*** Records to process Section Begins ***

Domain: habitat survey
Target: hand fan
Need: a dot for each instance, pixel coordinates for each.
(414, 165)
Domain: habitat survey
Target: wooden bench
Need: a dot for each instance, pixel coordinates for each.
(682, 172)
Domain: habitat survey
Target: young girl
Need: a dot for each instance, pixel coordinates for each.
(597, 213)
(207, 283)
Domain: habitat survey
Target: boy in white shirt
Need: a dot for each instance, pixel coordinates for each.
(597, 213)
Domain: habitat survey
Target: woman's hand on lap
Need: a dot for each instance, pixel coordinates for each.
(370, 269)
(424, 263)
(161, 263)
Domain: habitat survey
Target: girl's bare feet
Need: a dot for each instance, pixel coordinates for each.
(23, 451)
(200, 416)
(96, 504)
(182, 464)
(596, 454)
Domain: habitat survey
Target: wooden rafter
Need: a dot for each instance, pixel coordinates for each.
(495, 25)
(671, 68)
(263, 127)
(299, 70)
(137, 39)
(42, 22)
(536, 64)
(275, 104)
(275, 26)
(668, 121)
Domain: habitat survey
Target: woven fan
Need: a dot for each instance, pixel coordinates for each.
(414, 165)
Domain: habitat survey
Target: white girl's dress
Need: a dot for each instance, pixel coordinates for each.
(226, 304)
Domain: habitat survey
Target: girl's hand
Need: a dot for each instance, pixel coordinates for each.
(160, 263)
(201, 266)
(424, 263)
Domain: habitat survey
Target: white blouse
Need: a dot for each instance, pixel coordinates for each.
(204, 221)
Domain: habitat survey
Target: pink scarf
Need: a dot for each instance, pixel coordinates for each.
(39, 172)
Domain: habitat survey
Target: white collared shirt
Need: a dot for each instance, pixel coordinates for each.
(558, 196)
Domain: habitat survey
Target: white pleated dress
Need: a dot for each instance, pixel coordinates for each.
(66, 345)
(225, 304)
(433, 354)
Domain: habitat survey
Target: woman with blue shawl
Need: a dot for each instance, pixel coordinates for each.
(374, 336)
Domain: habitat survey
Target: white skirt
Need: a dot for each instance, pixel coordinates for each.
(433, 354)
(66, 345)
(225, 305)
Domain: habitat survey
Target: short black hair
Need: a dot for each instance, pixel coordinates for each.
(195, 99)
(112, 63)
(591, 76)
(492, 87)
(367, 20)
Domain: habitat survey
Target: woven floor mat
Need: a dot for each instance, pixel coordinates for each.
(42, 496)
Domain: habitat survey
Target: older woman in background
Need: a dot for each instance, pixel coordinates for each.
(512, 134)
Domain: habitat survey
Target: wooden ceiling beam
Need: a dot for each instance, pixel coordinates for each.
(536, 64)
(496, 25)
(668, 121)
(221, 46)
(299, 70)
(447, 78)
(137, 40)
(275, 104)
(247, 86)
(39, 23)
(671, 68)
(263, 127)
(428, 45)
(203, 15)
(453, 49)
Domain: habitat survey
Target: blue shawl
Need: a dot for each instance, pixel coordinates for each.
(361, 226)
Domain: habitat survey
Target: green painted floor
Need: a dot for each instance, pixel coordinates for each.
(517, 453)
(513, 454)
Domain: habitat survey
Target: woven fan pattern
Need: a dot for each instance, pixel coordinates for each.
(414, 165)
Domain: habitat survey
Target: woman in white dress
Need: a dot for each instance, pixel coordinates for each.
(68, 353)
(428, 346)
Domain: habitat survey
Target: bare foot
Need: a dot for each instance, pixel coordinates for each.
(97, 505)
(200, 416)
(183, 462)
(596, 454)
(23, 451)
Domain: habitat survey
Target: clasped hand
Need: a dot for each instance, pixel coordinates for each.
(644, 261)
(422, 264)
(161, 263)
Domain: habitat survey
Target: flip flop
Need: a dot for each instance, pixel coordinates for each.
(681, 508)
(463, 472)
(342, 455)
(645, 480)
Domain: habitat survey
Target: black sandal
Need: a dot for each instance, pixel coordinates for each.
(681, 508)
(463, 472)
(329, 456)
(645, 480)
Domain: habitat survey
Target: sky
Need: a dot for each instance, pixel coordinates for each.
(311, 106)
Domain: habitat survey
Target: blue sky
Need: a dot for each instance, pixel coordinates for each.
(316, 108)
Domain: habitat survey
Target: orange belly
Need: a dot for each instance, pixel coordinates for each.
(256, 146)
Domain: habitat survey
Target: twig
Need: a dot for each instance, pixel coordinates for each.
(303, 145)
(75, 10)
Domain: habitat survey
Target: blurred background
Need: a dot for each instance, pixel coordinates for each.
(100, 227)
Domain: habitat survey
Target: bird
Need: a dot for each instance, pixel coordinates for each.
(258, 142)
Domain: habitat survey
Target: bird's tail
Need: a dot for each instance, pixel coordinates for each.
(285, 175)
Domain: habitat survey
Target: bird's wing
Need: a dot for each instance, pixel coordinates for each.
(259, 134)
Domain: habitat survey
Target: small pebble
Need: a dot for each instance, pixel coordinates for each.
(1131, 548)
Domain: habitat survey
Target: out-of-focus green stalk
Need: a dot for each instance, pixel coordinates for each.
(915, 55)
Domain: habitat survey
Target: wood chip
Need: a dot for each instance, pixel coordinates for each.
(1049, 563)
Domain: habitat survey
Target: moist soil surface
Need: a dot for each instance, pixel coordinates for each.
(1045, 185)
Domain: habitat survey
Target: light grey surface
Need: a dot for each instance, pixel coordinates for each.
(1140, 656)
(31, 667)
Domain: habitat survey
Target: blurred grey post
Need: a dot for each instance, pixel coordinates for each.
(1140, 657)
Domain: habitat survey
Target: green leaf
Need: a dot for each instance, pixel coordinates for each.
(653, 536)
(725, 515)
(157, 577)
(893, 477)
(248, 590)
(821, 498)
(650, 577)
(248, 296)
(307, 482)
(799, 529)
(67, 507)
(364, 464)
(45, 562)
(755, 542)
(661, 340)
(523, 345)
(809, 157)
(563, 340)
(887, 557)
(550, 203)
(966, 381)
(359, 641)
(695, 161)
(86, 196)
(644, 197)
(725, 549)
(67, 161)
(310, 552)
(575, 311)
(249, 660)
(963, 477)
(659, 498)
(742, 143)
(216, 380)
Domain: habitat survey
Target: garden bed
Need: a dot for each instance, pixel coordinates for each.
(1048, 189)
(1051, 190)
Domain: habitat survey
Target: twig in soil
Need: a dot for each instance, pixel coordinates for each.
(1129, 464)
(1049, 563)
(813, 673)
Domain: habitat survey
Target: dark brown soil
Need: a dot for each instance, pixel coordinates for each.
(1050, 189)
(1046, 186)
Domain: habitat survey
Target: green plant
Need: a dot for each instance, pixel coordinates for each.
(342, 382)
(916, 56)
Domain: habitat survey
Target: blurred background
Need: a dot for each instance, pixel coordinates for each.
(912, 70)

*** Records to process Section Ends ***

■ Your assignment:
Every record should be retyped so that it matches the original exactly.

■ Response to this exercise:
Domain: habitat survey
Target: hand fan
Need: a dot for each instance, pixel coordinates for each.
(414, 165)
Domain: habitat survey
Target: wooden bench
Need: a dot for each instance, pixel coordinates for each.
(682, 172)
Domain: habitat survey
Target: young girl
Need: a dot for each instance, pixel coordinates for each.
(597, 213)
(207, 283)
Domain: habitat survey
Target: boy in white shirt
Need: a dot for each instance, pixel coordinates for each.
(597, 213)
Domain: habitat survey
Target: woman's hand on lap
Need: a dot for each instance, pixel coordinates for each.
(370, 269)
(424, 263)
(161, 263)
Domain: habitat survey
Target: girl's bare feet
Need: a dot for each instance, pixel coordinates for each.
(23, 451)
(200, 416)
(96, 504)
(182, 464)
(596, 454)
Domain: habitat survey
Target: wooden rafter
Need: a dot for each instance, pixel coordinates for each.
(495, 25)
(671, 68)
(263, 127)
(299, 70)
(137, 39)
(42, 22)
(536, 64)
(275, 104)
(275, 26)
(668, 121)
Domain: habitat survey
Target: woven fan
Need: a dot for each instance, pixel coordinates for each.
(414, 165)
Domain: habitat survey
Target: white girl's dress
Need: a dot for each instance, pixel coordinates for each.
(226, 304)
Domain: habitat survey
Target: girl's hand
Need: a dot for each instance, pixel coordinates for each.
(160, 263)
(201, 266)
(424, 263)
Domain: habitat survey
Target: white blouse
Need: a dot for each instance, pixel coordinates for each.
(204, 221)
Domain: habitat survey
Target: pink scarf
Need: a dot for each instance, pixel coordinates for each.
(39, 172)
Domain: habitat survey
Target: white collared shirt
Need: a dot for each instance, pixel coordinates for each.
(558, 196)
Domain: habitat survey
Target: white pleated dress
Need: a dot for each instance, pixel coordinates for each.
(66, 345)
(225, 304)
(433, 354)
Domain: habitat survey
Target: woman with blue shawl
Need: a dot for each instance, pixel coordinates for each.
(374, 336)
Domain: habitat survey
Target: white skirt
Need: a dot for each instance, pixel coordinates for each.
(433, 354)
(66, 345)
(225, 305)
Domain: habitat survey
Target: short black hair
Need: a dot for each instance, pixel coordinates for each.
(195, 99)
(112, 63)
(591, 76)
(492, 87)
(367, 20)
Domain: habitat survey
Target: woven floor mat
Need: a dot for each instance, pixel coordinates for each.
(42, 496)
Domain: habitat survey
Target: older woman in background
Need: a dot for each instance, pixel coordinates for each.
(512, 134)
Domain: habitat survey
Target: wooden ceiling beam
Need: a dot for each instance, pixel coordinates for each.
(536, 64)
(496, 25)
(668, 121)
(221, 46)
(299, 70)
(447, 78)
(137, 40)
(275, 104)
(247, 86)
(39, 23)
(671, 68)
(263, 127)
(428, 45)
(203, 15)
(453, 49)
Domain: habitat survey
Target: blue shawl
Need: a dot for each instance, pixel coordinates for each.
(361, 226)
Domain: habitat survey
Target: green painted floor
Need: a dot for each instance, pixel coordinates for each.
(517, 453)
(513, 454)
Domain: habitat survey
Target: woven fan pattern
Need: a dot for each instance, pixel coordinates for each.
(414, 165)
Domain: habitat survey
Target: woman in white dress
Need: a dot for each instance, pixel coordinates for each.
(68, 353)
(428, 346)
Domain: habitat survey
Target: bare foot
Need: a dot for each instance, pixel coordinates for each.
(97, 505)
(200, 416)
(183, 462)
(596, 454)
(23, 451)
Domain: habitat survey
Target: clasped hand
Need: a dot for each instance, pixel coordinates for each.
(644, 261)
(422, 264)
(161, 263)
Domain: habitat survey
Target: flip flop
Need: a dot for each instance, pixel coordinates for each.
(681, 508)
(463, 472)
(342, 455)
(645, 480)
Domain: habitat survey
Target: black sandal
Need: a dot for each instance, pixel coordinates for each.
(681, 508)
(463, 472)
(329, 456)
(645, 480)
Domain: habitat survey
Target: sky
Need: a dot for each instance, pixel coordinates for each.
(311, 106)
Domain: habitat survey
Target: blue sky
Need: a dot for each instance, pixel coordinates for each.
(316, 108)
Domain: habitat survey
Target: orange belly
Need: a dot for each instance, pixel coordinates for each.
(256, 146)
Domain: habitat survey
Target: twig
Need: a dot for each instance, pixel coordinates for each.
(303, 145)
(75, 10)
Domain: habitat survey
Target: blurred background
Need: a dot for each instance, pixel coordinates for each.
(100, 227)
Domain: habitat survey
Target: bird
Need: a dot for each instance, pixel coordinates for each.
(258, 142)
Domain: habitat survey
Target: bird's tail
Need: a dot for each instance, pixel coordinates for each.
(285, 175)
Domain: habitat survey
Target: bird's wing
Need: a dot for each instance, pixel coordinates for each.
(259, 134)
Domain: habitat survey
Target: small pebble
Need: a dot for each instance, pixel coordinates for each.
(1131, 548)
Domain: habitat survey
Target: out-of-focus green stalk
Need: a dot for each instance, pixel coordinates for each.
(915, 55)
Domain: habitat survey
Target: wood chip
Need: a dot for each instance, pixel coordinates for each.
(1049, 563)
Domain: habitat survey
Target: moist soil surface
Need: a dot for each instance, pixel coordinates for each.
(1045, 185)
Domain: habitat survey
Target: light grey surface
Need: a dot for each instance, pixel coordinates for each.
(1140, 656)
(31, 667)
Domain: habitat survey
Target: blurred grey post
Need: a dot for each instance, pixel coordinates for each.
(1140, 657)
Domain: habitat survey
Target: green leaf
Need: a dot for each instance, pixel coordinates for each.
(653, 536)
(725, 515)
(157, 577)
(893, 477)
(248, 590)
(821, 498)
(650, 577)
(248, 296)
(307, 482)
(799, 529)
(67, 507)
(364, 464)
(45, 562)
(755, 542)
(661, 340)
(523, 345)
(809, 157)
(563, 340)
(887, 557)
(550, 203)
(966, 381)
(359, 641)
(695, 161)
(86, 196)
(644, 197)
(725, 549)
(67, 161)
(310, 552)
(575, 311)
(249, 660)
(963, 477)
(659, 498)
(742, 143)
(216, 380)
Domain: habitat survey
Target: garden bed
Need: a dot for each instance, pixel coordinates for each.
(1048, 189)
(1051, 190)
Domain: habitat survey
Target: twig in soil
Need: a dot for each instance, pixel coordinates for each.
(1129, 464)
(1049, 563)
(813, 673)
Domain: habitat survey
Target: dark brown soil
Need: a dot for each instance, pixel coordinates for each.
(1050, 189)
(1046, 186)
Domain: habitat survey
Target: green plant
Need: a dot for each instance, pixel coordinates for each.
(342, 382)
(916, 56)
Domain: habitat survey
Target: blurred background
Need: a dot for each instance, pixel coordinates for each.
(912, 70)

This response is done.